• _EXERCISE OBJECTIVE_
I'd like every record written out again, exactly as it is.

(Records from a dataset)
=== Section Start ===

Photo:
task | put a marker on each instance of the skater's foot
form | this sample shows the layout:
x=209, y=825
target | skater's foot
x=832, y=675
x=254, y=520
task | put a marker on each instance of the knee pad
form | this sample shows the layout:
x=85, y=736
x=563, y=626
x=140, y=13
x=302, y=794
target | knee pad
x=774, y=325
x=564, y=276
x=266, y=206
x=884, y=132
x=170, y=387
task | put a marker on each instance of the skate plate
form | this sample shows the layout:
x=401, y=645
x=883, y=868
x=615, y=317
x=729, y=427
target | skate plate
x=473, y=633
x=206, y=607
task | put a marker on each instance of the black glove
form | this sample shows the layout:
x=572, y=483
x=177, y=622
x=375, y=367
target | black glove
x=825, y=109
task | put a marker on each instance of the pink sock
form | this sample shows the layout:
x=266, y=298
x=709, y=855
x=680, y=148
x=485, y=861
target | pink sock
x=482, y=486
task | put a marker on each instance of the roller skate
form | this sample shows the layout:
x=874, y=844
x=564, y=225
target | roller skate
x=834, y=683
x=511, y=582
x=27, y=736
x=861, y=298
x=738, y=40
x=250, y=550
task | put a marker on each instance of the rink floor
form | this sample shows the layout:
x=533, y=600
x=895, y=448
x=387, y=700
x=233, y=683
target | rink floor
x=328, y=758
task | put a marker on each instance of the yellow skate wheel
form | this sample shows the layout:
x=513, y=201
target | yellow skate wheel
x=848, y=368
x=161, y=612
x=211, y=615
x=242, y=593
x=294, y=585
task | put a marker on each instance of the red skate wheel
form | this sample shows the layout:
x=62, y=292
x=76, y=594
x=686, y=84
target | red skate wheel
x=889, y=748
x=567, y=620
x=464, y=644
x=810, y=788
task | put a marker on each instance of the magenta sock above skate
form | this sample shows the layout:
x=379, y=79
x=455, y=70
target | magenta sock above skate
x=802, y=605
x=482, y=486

=== Section End ===

• _RESULT OF THE TASK_
Photo:
task | put a marker on each instance of the skater's foot
form | this sample shows the layout:
x=209, y=825
target | skater's foot
x=832, y=675
x=254, y=520
task | put a marker on each instance of the knee pad
form | this sample shows the layout:
x=85, y=736
x=563, y=626
x=140, y=13
x=302, y=794
target | knee pad
x=774, y=325
x=564, y=276
x=266, y=206
x=884, y=132
x=170, y=387
task | put a marker on each instance of the skate plate
form | this sample shows the layout:
x=401, y=645
x=883, y=868
x=615, y=317
x=729, y=427
target | skate plate
x=473, y=633
x=206, y=607
task | put a marker on each instance of the black glove
form | this sample shows the layout:
x=572, y=483
x=177, y=622
x=375, y=367
target | black glove
x=825, y=109
task | put a marker on each instance of the pink sock
form | this sample shows the layout:
x=266, y=298
x=709, y=855
x=680, y=148
x=485, y=861
target | pink sock
x=482, y=486
task | put a marker on each instance of the roller skate
form | this sample shows the layout:
x=874, y=844
x=564, y=225
target | roller skate
x=834, y=683
x=511, y=582
x=27, y=736
x=861, y=298
x=738, y=40
x=250, y=550
task | put a marker on each instance of the rink floor
form | this sample shows the layout:
x=533, y=600
x=895, y=448
x=387, y=700
x=233, y=683
target | rink floor
x=328, y=758
task | put a marker on each instance of the yellow skate wheel
form | this sample shows the layout:
x=513, y=201
target | yellow skate wheel
x=848, y=368
x=161, y=612
x=211, y=615
x=242, y=593
x=294, y=585
task | put a marker on each instance of the red skate wheel
form | this sample shows the layout:
x=62, y=292
x=76, y=594
x=686, y=84
target | red skate wheel
x=889, y=748
x=567, y=620
x=464, y=644
x=810, y=788
task | put a marker on each instance of the magenta sock above skate
form | this sample shows the layout:
x=379, y=79
x=455, y=70
target | magenta sock above skate
x=802, y=605
x=482, y=486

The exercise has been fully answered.